Copy out the lines of the data below, from the line containing "of the dark" through the line containing "567 475 1345 683", both included.

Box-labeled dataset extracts
= = = = =

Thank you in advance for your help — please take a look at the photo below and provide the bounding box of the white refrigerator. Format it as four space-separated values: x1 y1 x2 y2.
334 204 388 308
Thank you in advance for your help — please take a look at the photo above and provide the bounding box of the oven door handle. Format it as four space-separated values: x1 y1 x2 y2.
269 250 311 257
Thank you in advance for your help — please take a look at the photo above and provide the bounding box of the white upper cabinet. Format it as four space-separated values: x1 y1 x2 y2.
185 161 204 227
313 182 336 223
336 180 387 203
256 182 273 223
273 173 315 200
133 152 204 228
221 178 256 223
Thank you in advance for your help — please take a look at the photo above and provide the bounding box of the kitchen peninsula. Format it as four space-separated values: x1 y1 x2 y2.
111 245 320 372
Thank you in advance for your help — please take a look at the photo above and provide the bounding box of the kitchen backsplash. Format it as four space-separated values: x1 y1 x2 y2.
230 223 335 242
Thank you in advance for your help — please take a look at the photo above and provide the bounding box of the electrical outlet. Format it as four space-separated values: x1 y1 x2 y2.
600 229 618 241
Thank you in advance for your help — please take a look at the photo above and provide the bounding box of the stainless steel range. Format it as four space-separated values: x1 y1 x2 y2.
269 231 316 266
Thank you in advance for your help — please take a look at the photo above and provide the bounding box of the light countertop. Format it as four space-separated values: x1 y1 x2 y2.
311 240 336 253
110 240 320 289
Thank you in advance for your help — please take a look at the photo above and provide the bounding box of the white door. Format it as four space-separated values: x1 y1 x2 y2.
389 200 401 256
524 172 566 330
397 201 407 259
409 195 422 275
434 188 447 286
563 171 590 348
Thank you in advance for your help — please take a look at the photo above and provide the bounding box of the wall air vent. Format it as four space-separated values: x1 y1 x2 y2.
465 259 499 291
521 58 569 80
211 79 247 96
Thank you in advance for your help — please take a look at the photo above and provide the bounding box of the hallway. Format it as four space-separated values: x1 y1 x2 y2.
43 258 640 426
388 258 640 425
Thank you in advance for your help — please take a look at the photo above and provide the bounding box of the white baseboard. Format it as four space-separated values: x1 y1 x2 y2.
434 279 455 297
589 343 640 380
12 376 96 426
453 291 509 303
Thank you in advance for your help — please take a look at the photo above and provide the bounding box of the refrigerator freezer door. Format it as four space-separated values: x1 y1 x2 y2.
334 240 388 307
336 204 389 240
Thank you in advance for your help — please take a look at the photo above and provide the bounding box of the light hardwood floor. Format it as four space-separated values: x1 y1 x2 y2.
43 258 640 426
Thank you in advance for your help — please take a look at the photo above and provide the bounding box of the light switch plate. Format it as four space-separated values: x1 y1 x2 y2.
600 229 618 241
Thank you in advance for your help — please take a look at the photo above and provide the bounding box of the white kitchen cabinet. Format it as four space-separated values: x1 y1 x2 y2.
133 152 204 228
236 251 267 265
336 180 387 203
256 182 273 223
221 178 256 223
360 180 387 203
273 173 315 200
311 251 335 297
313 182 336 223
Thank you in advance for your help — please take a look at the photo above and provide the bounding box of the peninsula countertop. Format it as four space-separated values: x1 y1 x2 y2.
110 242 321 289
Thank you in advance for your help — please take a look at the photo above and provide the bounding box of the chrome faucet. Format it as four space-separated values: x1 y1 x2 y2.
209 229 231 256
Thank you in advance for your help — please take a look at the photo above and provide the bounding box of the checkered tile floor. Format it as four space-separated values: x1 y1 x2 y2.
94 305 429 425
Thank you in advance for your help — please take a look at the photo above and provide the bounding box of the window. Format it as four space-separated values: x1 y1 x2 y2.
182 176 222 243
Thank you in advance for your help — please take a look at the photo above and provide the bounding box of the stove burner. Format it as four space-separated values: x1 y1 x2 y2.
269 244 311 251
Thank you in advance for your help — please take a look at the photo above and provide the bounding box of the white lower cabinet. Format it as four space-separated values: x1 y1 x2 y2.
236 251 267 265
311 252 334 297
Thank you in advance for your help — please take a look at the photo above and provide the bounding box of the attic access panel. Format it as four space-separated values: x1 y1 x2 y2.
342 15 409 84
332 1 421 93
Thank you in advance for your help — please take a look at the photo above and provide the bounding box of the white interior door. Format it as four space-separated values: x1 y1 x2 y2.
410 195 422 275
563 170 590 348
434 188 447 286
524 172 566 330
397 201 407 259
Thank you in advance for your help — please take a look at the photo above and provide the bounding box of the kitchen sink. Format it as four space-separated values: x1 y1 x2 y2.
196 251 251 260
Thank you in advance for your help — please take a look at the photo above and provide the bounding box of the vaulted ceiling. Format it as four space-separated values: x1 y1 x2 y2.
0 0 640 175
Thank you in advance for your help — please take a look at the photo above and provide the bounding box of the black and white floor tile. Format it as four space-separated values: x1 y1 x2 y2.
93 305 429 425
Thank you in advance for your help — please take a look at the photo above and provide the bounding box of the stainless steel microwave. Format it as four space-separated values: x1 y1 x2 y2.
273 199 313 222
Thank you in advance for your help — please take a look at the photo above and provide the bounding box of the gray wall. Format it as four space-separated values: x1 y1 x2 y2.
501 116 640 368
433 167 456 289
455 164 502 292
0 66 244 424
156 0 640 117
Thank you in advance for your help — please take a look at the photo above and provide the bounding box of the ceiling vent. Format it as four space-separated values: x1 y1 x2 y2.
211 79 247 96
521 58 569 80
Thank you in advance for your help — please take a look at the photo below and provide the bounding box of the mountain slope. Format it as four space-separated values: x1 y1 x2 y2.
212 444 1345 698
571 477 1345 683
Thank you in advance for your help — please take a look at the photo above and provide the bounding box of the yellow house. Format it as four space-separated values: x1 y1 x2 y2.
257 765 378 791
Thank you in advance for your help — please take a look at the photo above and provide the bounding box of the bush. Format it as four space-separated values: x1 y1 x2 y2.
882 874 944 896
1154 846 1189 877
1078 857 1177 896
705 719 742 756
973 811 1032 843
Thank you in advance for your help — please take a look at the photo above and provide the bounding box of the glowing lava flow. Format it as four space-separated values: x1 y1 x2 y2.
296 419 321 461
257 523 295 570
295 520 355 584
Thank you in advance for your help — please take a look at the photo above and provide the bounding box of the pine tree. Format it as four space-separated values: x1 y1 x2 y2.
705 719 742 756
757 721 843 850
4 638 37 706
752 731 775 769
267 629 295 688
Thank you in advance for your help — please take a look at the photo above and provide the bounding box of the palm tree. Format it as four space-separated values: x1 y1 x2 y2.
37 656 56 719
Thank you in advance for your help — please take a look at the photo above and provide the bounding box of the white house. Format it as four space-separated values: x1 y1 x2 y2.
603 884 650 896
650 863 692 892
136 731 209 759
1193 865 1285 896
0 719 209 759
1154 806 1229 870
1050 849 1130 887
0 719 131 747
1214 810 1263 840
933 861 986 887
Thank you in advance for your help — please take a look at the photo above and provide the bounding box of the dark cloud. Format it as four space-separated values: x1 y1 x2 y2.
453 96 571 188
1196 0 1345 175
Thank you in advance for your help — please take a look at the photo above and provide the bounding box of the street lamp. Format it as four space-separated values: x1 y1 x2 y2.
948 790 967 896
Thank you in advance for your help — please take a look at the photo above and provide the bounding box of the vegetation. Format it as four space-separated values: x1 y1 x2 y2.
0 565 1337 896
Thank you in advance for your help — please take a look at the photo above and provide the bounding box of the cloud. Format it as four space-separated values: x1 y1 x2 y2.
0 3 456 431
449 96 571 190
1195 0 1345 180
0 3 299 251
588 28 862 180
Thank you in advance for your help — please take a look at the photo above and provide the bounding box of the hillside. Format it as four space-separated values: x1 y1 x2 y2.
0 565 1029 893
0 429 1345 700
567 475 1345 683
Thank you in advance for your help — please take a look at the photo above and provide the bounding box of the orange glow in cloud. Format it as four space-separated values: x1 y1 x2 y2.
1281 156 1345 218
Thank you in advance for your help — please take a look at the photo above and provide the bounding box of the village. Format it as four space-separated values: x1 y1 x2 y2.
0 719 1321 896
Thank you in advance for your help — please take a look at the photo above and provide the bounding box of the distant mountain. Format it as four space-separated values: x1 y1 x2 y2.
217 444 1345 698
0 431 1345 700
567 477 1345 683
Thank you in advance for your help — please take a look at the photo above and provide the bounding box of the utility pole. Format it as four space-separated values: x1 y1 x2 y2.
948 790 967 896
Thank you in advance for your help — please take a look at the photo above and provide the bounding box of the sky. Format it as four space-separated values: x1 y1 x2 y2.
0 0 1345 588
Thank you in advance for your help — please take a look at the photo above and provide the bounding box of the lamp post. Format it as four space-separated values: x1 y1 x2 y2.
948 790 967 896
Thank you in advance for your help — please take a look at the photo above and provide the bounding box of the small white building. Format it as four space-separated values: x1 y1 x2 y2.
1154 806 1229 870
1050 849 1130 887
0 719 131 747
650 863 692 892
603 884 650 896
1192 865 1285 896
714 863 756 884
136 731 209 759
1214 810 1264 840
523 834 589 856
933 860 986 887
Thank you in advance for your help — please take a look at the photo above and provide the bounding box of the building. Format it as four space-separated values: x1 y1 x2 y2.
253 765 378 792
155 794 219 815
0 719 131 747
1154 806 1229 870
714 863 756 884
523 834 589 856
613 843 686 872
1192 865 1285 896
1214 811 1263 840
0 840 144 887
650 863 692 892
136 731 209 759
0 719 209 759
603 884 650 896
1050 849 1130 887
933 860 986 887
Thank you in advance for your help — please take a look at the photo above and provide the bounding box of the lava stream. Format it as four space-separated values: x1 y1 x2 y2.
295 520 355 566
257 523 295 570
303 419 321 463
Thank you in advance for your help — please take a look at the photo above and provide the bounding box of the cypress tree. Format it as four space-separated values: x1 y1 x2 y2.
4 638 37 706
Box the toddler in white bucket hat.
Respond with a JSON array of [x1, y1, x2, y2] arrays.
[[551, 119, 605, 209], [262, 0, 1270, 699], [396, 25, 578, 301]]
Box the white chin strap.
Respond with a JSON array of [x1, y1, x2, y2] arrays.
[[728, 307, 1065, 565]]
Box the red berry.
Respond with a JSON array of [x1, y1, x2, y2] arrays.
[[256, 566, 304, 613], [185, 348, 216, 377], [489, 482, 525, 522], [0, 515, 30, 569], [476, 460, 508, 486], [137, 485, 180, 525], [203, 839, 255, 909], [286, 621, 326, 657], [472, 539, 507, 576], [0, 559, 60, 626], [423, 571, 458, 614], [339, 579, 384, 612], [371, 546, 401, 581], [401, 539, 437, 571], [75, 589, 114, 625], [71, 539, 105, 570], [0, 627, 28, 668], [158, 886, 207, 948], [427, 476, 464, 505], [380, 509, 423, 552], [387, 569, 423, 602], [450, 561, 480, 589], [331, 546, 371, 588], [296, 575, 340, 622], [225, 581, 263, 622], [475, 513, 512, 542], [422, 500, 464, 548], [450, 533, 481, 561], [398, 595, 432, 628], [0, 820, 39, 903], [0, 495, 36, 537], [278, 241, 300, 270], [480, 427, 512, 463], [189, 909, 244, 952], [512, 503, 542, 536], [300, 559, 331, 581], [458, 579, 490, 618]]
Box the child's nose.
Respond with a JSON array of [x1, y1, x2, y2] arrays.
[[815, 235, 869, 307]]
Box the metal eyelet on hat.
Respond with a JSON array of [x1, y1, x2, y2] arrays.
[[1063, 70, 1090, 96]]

= = = = =

→ **Result of the task**
Thank you in advance for your help — please take a look at the photo above and provide the bounding box of the dark cloud. Format it as four space-separated values: x1 y1 x2 y2.
453 96 571 188
1196 0 1345 175
Thank you in advance for your help — please take a look at the photo above and provide the bounding box of the street lamp. Format it as four space-separated values: x1 y1 x2 y2.
948 790 967 896
Thank you in advance for your help — please take a look at the photo above and provide the bounding box of the vegetation. Format it as four space-separated values: x1 y1 x2 y2.
0 565 1337 896
Thank you in advance for your help — please take a look at the photo above and provide the bounding box of the cloud. Format it as four space-separated values: x1 y1 x2 y2.
0 3 456 431
449 96 571 190
1195 0 1345 180
0 3 299 251
588 28 862 180
Thank you in advance for your help — please take a look at the photo above and provide the bounding box of the hillside. Format it as four space-separated values: x1 y1 x2 y2.
0 565 1029 893
0 429 1345 700
567 475 1345 683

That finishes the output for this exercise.